[[ Records provided, beginning ]]

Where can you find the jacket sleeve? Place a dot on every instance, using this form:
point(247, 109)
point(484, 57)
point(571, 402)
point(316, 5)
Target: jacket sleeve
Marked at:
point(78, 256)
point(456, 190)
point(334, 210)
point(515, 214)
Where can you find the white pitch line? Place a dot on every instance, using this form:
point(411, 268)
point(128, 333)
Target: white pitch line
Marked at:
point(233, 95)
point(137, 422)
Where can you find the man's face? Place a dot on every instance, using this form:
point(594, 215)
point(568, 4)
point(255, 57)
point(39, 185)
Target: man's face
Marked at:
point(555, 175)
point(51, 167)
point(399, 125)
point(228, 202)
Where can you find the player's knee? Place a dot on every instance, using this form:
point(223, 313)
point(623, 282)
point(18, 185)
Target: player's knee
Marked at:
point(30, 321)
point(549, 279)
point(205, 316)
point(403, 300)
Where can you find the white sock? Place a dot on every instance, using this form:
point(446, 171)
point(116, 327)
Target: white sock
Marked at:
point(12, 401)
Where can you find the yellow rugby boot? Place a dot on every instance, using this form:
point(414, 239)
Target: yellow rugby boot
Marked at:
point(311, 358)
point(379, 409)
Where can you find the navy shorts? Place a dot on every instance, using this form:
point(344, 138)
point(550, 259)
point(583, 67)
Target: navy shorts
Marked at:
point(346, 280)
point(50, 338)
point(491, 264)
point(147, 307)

[[ Records provided, end ]]
[[ Records provided, beginning ]]

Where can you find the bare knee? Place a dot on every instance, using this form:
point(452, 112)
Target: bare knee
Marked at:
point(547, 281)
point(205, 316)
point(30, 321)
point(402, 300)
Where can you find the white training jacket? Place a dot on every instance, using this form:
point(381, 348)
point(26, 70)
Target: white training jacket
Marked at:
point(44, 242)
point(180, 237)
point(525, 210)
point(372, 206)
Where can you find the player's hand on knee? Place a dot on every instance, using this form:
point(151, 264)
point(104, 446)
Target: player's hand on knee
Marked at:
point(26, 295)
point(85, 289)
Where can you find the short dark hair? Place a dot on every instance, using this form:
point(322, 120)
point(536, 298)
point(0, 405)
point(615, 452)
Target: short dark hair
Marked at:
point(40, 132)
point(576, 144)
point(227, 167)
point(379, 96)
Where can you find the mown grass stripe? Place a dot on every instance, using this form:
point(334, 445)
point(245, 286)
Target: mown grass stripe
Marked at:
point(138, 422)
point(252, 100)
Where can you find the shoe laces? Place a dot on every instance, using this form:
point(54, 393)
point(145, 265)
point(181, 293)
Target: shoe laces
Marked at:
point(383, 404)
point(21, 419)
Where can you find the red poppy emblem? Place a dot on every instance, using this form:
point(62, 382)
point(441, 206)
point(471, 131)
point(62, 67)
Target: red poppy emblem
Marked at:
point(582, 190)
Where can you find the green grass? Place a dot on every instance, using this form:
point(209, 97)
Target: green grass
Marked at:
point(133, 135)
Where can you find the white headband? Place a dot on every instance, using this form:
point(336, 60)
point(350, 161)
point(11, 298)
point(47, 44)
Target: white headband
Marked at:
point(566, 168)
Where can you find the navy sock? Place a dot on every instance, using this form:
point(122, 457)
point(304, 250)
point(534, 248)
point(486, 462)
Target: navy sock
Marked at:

[[ Records provided, end ]]

◆ Problem to work on: For each line in the entries that contains the string "grass", make a copy.

◆ Answer to the problem:
Where can you find the mown grass stripe? Place a dot on every instance, using this form:
Target: mown grass stripe
Where can you find the green grass? Place a dot on every instance, using this form:
Target: green grass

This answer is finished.